* _Task brief_
Format every line of the entries below as a JSON list of strings, one string per line, skipping blank lines. Leave the pictures out.

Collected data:
____

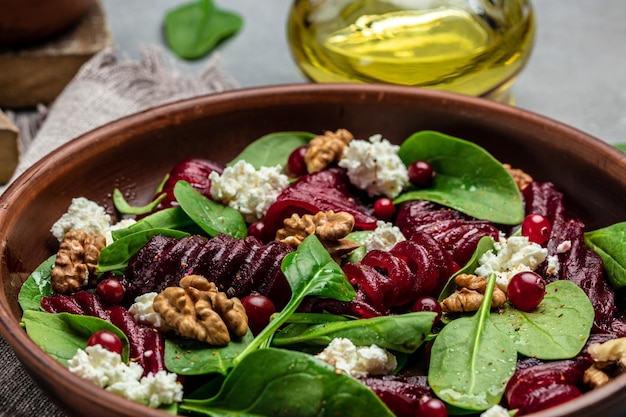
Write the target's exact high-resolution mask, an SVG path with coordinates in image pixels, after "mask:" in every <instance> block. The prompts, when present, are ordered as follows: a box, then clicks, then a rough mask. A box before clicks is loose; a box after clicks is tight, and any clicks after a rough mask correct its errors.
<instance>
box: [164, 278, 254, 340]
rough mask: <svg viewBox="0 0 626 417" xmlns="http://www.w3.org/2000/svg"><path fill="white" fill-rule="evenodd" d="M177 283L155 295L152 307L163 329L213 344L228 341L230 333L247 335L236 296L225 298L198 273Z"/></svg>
mask: <svg viewBox="0 0 626 417" xmlns="http://www.w3.org/2000/svg"><path fill="white" fill-rule="evenodd" d="M179 285H180V286H179V287H168V288H166V289H165V290H163V291H162V292H161V293H160V294H158V295H157V296H156V297H155V298H154V302H153V308H154V311H156V312H157V313H159V314H160V315H161V317H162V318H163V321H164V324H165V326H164V330H168V329H171V330H175V331H177V332H178V333H179V334H180V335H181V336H184V337H188V338H190V339H197V340H200V341H202V342H206V343H208V344H210V345H213V346H225V345H227V344H228V343H230V340H231V337H230V335H231V333H232V334H233V335H235V336H238V337H241V336H244V335H245V334H246V332H247V331H248V316H247V315H246V310H245V308H244V307H243V305H242V304H241V301H240V300H239V299H238V298H236V297H233V298H228V296H227V295H226V293H224V292H221V291H218V290H217V287H216V286H215V283H213V282H209V280H207V279H206V278H205V277H203V276H200V275H188V276H186V277H184V278H182V279H181V280H180V283H179Z"/></svg>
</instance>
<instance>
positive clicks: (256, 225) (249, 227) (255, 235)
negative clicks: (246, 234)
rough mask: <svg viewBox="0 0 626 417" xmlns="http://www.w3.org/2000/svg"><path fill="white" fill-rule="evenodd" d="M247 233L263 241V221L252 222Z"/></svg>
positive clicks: (264, 234)
mask: <svg viewBox="0 0 626 417" xmlns="http://www.w3.org/2000/svg"><path fill="white" fill-rule="evenodd" d="M248 235H250V236H254V237H256V238H257V239H259V240H260V241H261V242H265V223H263V222H254V223H252V224H251V225H250V226H248Z"/></svg>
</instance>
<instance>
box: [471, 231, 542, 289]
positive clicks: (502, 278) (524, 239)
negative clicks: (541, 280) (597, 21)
mask: <svg viewBox="0 0 626 417" xmlns="http://www.w3.org/2000/svg"><path fill="white" fill-rule="evenodd" d="M494 248H495V252H494V251H492V250H489V251H487V252H485V253H484V254H483V255H482V256H481V257H480V259H478V265H479V266H478V268H476V270H475V271H474V273H475V274H476V275H481V276H484V277H487V276H489V274H491V273H495V274H496V276H497V278H496V283H497V284H498V287H500V289H501V290H502V291H505V292H506V289H507V287H508V286H509V281H510V280H511V278H513V275H515V274H517V273H518V272H522V271H534V270H535V269H536V268H537V266H538V265H539V264H540V263H541V262H543V261H544V260H545V259H546V257H547V255H548V250H547V249H545V248H543V247H542V246H541V245H538V244H537V243H534V242H531V241H529V240H528V237H526V236H510V237H509V238H508V239H507V238H505V237H503V236H501V237H500V240H499V241H498V242H496V243H495V244H494Z"/></svg>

____

* _Result below_
[
  "Write the target's exact high-resolution mask, an SVG path with coordinates in image pixels, after \"mask:\" in every <instance> block. The prompts, when present, are ordered as follows: a box, then clicks, then a rough mask. A box before clicks is loose; a box after clicks is tight, and any clicks after a rough mask correct its errors.",
  "<instance>",
  "box: [164, 278, 254, 340]",
  "rough mask: <svg viewBox=\"0 0 626 417\" xmlns=\"http://www.w3.org/2000/svg\"><path fill=\"white\" fill-rule=\"evenodd\" d=\"M177 283L155 295L152 307L163 329L213 344L228 341L230 333L247 335L236 296L225 298L198 273Z\"/></svg>",
  "mask: <svg viewBox=\"0 0 626 417\" xmlns=\"http://www.w3.org/2000/svg\"><path fill=\"white\" fill-rule=\"evenodd\" d=\"M179 285H180V286H179V287H168V288H166V289H165V290H163V291H162V292H161V293H160V294H158V295H157V296H156V297H155V298H154V302H153V308H154V311H156V312H157V313H159V314H160V315H161V317H162V318H163V321H164V324H165V326H164V330H168V329H171V330H175V331H177V332H178V333H179V334H180V335H181V336H184V337H188V338H190V339H197V340H200V341H202V342H206V343H208V344H210V345H213V346H225V345H227V344H228V343H230V340H231V337H230V335H231V333H232V334H233V335H235V336H238V337H241V336H244V335H245V334H246V332H247V331H248V316H247V315H246V310H245V308H244V307H243V305H242V304H241V301H240V300H239V299H238V298H236V297H233V298H228V296H227V295H226V293H224V292H221V291H218V290H217V287H216V286H215V283H213V282H209V280H207V279H206V278H205V277H203V276H200V275H188V276H186V277H184V278H182V279H181V280H180V283H179Z\"/></svg>",
  "</instance>",
  "<instance>",
  "positive clicks: (256, 225) (249, 227) (255, 235)",
  "negative clicks: (246, 234)",
  "rough mask: <svg viewBox=\"0 0 626 417\" xmlns=\"http://www.w3.org/2000/svg\"><path fill=\"white\" fill-rule=\"evenodd\" d=\"M247 233L263 241V221L252 222Z\"/></svg>",
  "positive clicks: (264, 234)",
  "mask: <svg viewBox=\"0 0 626 417\" xmlns=\"http://www.w3.org/2000/svg\"><path fill=\"white\" fill-rule=\"evenodd\" d=\"M248 235H250V236H254V237H256V238H257V239H259V240H260V241H261V242H265V223H263V222H254V223H252V224H251V225H250V226H248Z\"/></svg>",
  "</instance>",
  "<instance>",
  "box: [471, 231, 542, 289]",
  "positive clicks: (502, 278) (524, 239)",
  "negative clicks: (541, 280) (597, 21)",
  "mask: <svg viewBox=\"0 0 626 417\" xmlns=\"http://www.w3.org/2000/svg\"><path fill=\"white\" fill-rule=\"evenodd\" d=\"M494 248H495V252H494V251H492V250H489V251H487V252H485V253H484V254H483V255H482V256H481V257H480V259H478V265H479V266H478V268H476V270H475V271H474V273H475V274H476V275H481V276H484V277H487V276H489V274H491V273H495V274H496V276H497V278H496V283H497V284H498V287H500V289H501V290H502V291H505V292H506V289H507V287H508V286H509V281H510V280H511V278H513V275H515V274H517V273H518V272H522V271H534V270H535V269H536V268H537V266H538V265H539V264H540V263H541V262H543V261H544V260H545V259H546V257H547V255H548V250H547V249H545V248H543V247H542V246H541V245H538V244H537V243H534V242H531V241H529V240H528V237H526V236H510V237H509V238H508V239H507V238H505V237H503V236H501V237H500V240H499V241H498V242H496V243H495V244H494Z\"/></svg>"
]